## Korte oefening
Typ de regels letterlijk over, te beginnen bij de regel met "the child's right" en doorlopend tot en met het einde van de items.

Items uit de verzameling
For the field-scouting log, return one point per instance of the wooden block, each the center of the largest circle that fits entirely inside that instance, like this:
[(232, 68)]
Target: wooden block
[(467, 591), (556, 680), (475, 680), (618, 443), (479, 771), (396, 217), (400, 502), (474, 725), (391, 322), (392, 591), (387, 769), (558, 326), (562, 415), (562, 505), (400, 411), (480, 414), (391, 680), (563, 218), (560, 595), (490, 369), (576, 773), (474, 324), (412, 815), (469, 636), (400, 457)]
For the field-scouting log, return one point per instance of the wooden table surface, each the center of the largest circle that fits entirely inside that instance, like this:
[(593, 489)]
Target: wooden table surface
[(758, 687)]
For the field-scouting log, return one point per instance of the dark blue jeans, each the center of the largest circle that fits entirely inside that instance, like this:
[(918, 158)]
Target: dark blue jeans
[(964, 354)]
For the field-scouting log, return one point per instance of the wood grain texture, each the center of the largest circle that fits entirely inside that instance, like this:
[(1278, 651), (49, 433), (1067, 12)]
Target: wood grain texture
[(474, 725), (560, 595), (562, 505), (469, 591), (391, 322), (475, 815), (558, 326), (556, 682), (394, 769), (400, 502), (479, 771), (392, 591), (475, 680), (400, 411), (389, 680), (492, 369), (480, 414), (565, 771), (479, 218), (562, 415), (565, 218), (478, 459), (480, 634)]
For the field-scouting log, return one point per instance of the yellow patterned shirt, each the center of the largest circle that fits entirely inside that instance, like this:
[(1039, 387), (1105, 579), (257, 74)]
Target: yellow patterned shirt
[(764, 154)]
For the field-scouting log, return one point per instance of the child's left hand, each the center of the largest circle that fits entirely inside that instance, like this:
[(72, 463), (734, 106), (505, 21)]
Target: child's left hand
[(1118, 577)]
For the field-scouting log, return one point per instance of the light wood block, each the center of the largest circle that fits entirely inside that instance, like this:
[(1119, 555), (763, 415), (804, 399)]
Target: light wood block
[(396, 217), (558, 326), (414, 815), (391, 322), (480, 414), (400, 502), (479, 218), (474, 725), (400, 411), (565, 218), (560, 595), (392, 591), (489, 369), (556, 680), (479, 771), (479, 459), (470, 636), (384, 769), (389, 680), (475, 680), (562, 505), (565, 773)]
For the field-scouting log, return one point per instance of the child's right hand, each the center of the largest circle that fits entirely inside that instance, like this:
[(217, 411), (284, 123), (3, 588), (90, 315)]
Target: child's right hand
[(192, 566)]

## Oplossing oefening
For the field-scouting log, return one point per instance of the child's right hand, each the center of the largest circle that fits entirely inside that instance, like this:
[(217, 411), (284, 123), (3, 588), (90, 315)]
Target: child's right hand
[(192, 566)]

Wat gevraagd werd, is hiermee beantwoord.